[Opening SOURCE RECORDS section]

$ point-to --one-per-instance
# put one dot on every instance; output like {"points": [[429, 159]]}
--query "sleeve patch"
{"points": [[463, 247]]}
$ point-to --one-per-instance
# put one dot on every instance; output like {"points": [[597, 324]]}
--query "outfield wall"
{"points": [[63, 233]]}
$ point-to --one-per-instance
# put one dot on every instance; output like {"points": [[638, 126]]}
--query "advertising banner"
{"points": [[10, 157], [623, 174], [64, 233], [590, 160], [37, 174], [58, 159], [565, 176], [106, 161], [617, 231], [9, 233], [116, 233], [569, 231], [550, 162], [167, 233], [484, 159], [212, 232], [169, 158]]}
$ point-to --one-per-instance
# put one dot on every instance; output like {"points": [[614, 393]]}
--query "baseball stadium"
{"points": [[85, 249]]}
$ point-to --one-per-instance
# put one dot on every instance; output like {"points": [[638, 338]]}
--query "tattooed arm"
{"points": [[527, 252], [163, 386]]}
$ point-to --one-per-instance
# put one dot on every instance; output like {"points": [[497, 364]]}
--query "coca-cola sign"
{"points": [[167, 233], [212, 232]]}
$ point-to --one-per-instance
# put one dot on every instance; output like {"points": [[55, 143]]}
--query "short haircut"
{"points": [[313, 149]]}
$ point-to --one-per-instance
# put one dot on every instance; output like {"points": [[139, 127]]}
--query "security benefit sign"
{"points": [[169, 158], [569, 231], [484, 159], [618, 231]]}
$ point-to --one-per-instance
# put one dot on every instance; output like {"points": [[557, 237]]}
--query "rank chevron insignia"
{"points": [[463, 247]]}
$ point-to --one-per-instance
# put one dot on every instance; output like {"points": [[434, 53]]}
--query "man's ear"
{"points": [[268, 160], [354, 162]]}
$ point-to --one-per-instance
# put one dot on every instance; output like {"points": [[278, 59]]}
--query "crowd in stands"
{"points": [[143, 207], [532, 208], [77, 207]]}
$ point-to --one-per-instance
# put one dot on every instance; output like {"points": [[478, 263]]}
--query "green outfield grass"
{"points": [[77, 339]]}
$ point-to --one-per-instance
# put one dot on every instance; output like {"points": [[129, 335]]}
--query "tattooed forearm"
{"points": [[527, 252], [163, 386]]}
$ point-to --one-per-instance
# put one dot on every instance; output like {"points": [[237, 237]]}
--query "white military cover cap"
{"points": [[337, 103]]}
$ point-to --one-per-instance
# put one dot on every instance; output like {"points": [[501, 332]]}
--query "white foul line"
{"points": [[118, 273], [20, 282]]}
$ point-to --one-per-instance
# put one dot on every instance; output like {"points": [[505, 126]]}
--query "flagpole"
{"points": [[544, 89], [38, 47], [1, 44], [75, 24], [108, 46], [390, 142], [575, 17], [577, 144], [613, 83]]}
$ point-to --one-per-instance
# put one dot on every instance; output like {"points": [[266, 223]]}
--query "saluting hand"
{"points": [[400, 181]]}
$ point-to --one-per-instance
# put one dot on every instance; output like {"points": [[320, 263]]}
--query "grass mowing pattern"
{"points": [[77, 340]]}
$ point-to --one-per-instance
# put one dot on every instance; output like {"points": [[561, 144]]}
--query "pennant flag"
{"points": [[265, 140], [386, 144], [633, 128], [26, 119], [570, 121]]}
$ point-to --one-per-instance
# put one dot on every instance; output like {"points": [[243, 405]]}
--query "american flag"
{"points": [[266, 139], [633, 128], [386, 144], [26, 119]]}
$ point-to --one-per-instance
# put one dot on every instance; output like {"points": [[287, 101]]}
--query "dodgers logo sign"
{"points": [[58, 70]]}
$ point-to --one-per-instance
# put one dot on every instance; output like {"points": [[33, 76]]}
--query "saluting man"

[Closing SOURCE RECORDS section]

* _BRIEF_
Every record, copied exactly, is the expected answer.

* _SOLUTION BELOW_
$ point-to --one-per-instance
# put one dot on every instance; output like {"points": [[429, 159]]}
--query "sleeve patch"
{"points": [[463, 247]]}
$ point-to --one-per-instance
# put one dot on every instance; output like {"points": [[597, 324]]}
--query "outfield wall"
{"points": [[63, 233]]}
$ point-to --one-per-instance
# put one dot on every instance; output like {"points": [[638, 126]]}
--query "advertising banner"
{"points": [[10, 157], [623, 174], [64, 233], [590, 160], [37, 174], [58, 159], [565, 176], [106, 161], [617, 231], [9, 233], [116, 233], [569, 231], [550, 162], [167, 233], [484, 159], [212, 232], [169, 158]]}
$ point-to --one-per-instance
# put one dot on every instance; output like {"points": [[614, 393]]}
--query "baseball stadium"
{"points": [[85, 249]]}
$ point-to --one-per-instance
# put one dot on every instance; output like {"points": [[638, 338]]}
--query "tattooed arm"
{"points": [[527, 252], [163, 386]]}
$ point-to --one-per-instance
# put one dot on every instance; output like {"points": [[497, 364]]}
--query "coca-cola sign"
{"points": [[167, 233], [212, 232]]}
$ point-to --one-per-instance
# put one dot on every instance; output like {"points": [[55, 143]]}
--query "short haircut"
{"points": [[313, 149]]}
$ point-to --one-per-instance
# put one dot on every instance; output like {"points": [[139, 127]]}
--query "security benefit sign"
{"points": [[169, 158], [569, 231], [484, 159], [618, 231]]}
$ point-to --one-per-instance
# put one dot on every instance; output like {"points": [[557, 237]]}
--query "rank chevron insignia"
{"points": [[463, 247]]}
$ point-to --one-per-instance
# put one dot on every instance; output like {"points": [[434, 53]]}
--query "man's ear"
{"points": [[268, 160], [354, 162]]}
$ point-to --one-per-instance
# put one dot on every instance; output like {"points": [[278, 59]]}
--query "crowd in stands"
{"points": [[143, 207], [532, 208], [77, 207]]}
$ point-to --one-per-instance
# put one dot on every instance; output like {"points": [[478, 263]]}
--query "green outfield grass"
{"points": [[77, 339]]}
$ point-to --one-per-instance
# put one dot on every instance; output like {"points": [[129, 335]]}
--query "tattooed forearm"
{"points": [[527, 252], [163, 386]]}
$ point-to --one-per-instance
# put one dot on every instance; output like {"points": [[237, 237]]}
--query "white military cover cap"
{"points": [[337, 103]]}
$ point-to --one-per-instance
# put one dot on every instance; output like {"points": [[501, 332]]}
--query "white foul line"
{"points": [[118, 273], [20, 282]]}
$ point-to --one-per-instance
# put one dot on every instance; output like {"points": [[505, 126]]}
--query "flagpole"
{"points": [[544, 89], [38, 47], [1, 44], [75, 24], [108, 46], [390, 142], [575, 17], [577, 144], [613, 83]]}
$ point-to --one-per-instance
# put one dot on every instance; output like {"points": [[266, 223]]}
--query "saluting hand"
{"points": [[400, 181]]}
$ point-to --one-per-instance
# put one dot on every instance; output like {"points": [[320, 263]]}
--query "grass mowing pattern"
{"points": [[77, 340]]}
$ point-to --one-per-instance
# put one dot on every instance; output like {"points": [[561, 144]]}
--query "pennant flag"
{"points": [[265, 140], [386, 144], [633, 128], [26, 119], [570, 121]]}
$ point-to --one-per-instance
# put one dot on every instance; output like {"points": [[243, 405]]}
--query "american flag"
{"points": [[266, 139], [633, 128], [386, 144], [26, 119]]}
$ point-to --one-per-instance
# put one dot on every instance; output like {"points": [[287, 101]]}
--query "dodgers logo sign"
{"points": [[58, 70]]}
$ point-to --one-per-instance
# put one dot on every instance; output like {"points": [[33, 76]]}
--query "saluting man"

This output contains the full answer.